The records ::
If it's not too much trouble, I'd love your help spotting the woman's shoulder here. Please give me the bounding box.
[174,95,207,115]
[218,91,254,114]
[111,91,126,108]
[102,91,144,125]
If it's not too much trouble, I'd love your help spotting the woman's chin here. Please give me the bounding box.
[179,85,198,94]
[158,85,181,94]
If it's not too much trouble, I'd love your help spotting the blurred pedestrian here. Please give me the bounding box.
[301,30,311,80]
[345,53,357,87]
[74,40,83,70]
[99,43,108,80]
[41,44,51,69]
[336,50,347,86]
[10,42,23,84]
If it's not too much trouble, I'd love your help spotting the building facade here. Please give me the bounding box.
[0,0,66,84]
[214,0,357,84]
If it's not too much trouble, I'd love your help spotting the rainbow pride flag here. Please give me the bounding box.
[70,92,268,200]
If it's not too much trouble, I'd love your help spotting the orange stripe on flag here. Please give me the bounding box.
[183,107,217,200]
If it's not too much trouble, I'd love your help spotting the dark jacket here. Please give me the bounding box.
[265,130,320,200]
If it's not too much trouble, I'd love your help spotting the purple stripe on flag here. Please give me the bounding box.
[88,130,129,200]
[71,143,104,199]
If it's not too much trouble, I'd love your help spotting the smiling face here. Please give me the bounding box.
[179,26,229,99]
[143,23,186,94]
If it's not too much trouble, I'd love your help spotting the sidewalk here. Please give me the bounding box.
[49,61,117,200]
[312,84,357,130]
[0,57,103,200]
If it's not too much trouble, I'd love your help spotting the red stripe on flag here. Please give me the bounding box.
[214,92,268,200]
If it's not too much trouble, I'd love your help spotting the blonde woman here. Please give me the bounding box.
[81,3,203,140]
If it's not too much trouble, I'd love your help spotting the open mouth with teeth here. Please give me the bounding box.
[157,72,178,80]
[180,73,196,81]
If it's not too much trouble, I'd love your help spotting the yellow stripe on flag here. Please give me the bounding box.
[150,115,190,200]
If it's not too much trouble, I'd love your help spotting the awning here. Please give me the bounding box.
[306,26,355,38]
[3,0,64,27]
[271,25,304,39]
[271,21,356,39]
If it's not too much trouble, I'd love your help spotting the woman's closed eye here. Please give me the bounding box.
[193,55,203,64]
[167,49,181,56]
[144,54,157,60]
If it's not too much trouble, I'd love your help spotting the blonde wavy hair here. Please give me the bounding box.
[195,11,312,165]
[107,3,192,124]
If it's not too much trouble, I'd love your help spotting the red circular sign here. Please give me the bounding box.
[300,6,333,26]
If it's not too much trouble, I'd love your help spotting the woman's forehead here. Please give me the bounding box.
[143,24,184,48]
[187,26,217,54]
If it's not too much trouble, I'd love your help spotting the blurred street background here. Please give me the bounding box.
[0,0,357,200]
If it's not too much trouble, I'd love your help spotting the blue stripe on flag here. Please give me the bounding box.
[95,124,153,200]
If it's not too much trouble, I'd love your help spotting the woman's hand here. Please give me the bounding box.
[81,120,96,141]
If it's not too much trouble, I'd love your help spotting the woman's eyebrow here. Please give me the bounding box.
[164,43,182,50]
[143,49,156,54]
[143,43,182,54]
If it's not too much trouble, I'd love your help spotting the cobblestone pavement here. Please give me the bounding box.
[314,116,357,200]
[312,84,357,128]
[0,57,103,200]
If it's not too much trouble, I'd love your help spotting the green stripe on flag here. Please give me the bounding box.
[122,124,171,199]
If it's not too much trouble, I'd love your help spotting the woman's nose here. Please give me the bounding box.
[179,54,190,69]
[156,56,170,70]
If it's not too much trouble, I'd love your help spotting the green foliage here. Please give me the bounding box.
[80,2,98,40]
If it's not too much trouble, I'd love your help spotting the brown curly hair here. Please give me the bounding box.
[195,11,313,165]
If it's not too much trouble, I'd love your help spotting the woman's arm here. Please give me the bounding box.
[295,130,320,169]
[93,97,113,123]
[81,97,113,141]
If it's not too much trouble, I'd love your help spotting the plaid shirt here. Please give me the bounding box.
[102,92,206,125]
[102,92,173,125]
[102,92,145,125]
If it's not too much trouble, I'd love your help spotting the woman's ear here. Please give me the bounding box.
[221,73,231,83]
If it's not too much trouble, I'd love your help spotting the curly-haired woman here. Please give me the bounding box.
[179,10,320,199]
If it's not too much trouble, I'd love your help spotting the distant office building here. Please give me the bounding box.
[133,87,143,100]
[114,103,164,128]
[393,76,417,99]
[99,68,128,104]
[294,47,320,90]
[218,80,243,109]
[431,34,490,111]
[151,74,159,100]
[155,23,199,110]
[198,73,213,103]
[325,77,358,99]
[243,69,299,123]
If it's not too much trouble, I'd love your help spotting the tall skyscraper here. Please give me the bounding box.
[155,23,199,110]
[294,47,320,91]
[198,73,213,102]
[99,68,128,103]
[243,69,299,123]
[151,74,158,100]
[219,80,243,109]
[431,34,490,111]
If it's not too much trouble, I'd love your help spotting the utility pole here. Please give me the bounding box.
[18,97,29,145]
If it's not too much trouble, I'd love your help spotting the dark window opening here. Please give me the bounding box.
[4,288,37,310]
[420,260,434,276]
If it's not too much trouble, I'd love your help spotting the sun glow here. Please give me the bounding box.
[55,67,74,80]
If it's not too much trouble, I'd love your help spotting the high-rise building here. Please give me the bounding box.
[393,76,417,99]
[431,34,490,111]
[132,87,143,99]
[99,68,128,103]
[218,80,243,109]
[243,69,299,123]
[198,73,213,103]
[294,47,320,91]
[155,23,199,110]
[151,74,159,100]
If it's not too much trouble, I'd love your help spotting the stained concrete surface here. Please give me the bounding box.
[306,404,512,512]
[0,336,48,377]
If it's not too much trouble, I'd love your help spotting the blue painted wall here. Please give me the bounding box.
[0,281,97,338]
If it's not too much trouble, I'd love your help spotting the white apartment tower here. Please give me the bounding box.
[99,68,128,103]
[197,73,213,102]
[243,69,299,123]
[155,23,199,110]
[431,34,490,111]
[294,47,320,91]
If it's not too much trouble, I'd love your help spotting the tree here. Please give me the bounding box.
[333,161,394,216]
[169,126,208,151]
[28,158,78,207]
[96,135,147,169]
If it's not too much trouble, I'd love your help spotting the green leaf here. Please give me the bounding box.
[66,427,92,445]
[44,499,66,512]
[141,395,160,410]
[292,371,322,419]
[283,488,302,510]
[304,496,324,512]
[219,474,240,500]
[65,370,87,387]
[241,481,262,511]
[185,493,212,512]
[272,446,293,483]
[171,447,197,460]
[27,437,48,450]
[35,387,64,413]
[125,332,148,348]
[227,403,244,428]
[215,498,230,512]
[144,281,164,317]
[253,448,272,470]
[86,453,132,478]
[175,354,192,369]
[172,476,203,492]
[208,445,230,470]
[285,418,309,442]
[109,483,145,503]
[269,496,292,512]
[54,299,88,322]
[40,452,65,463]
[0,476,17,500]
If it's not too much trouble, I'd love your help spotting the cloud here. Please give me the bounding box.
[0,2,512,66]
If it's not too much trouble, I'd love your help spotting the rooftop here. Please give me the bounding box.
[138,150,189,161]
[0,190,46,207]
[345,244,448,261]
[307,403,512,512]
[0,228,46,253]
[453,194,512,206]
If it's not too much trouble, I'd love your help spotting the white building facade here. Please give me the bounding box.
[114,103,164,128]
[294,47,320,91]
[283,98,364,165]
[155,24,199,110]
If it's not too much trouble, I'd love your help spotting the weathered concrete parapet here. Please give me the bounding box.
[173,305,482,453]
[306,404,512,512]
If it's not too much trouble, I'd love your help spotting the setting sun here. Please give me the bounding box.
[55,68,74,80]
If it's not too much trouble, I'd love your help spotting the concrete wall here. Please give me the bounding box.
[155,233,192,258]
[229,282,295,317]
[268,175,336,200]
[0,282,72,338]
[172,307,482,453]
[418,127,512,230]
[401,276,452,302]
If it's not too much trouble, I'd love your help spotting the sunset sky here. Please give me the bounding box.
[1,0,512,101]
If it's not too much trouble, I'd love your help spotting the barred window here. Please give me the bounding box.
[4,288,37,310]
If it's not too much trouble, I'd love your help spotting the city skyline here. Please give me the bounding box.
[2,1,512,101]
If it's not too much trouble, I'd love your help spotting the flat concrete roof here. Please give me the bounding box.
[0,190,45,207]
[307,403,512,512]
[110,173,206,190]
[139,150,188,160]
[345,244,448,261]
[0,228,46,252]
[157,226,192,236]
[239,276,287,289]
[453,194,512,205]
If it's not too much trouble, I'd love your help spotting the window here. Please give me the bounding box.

Action item :: Only the lines from the one holding "spotting the barred" through the end of the listing should be given again, exactly and with both ends included.

Solution for this problem ::
If it's not too much trouble, I'd love your help spotting the barred window here. Please give me the bounding box.
[4,288,37,310]
If it's not too much trouble, I'd love your help spotting the city skyline here. Please give me the bounding box.
[2,1,512,101]
If it's not too much trouble, I'd love your help spotting the flat concrete roof here. Please give me the bounding box.
[0,190,45,207]
[307,403,512,512]
[110,173,206,190]
[139,150,188,160]
[345,244,448,261]
[0,228,46,252]
[157,226,192,236]
[239,276,287,289]
[453,194,512,205]
If it's not too much trouble, I'd love your help spotting the window here. Please give me the bounding box.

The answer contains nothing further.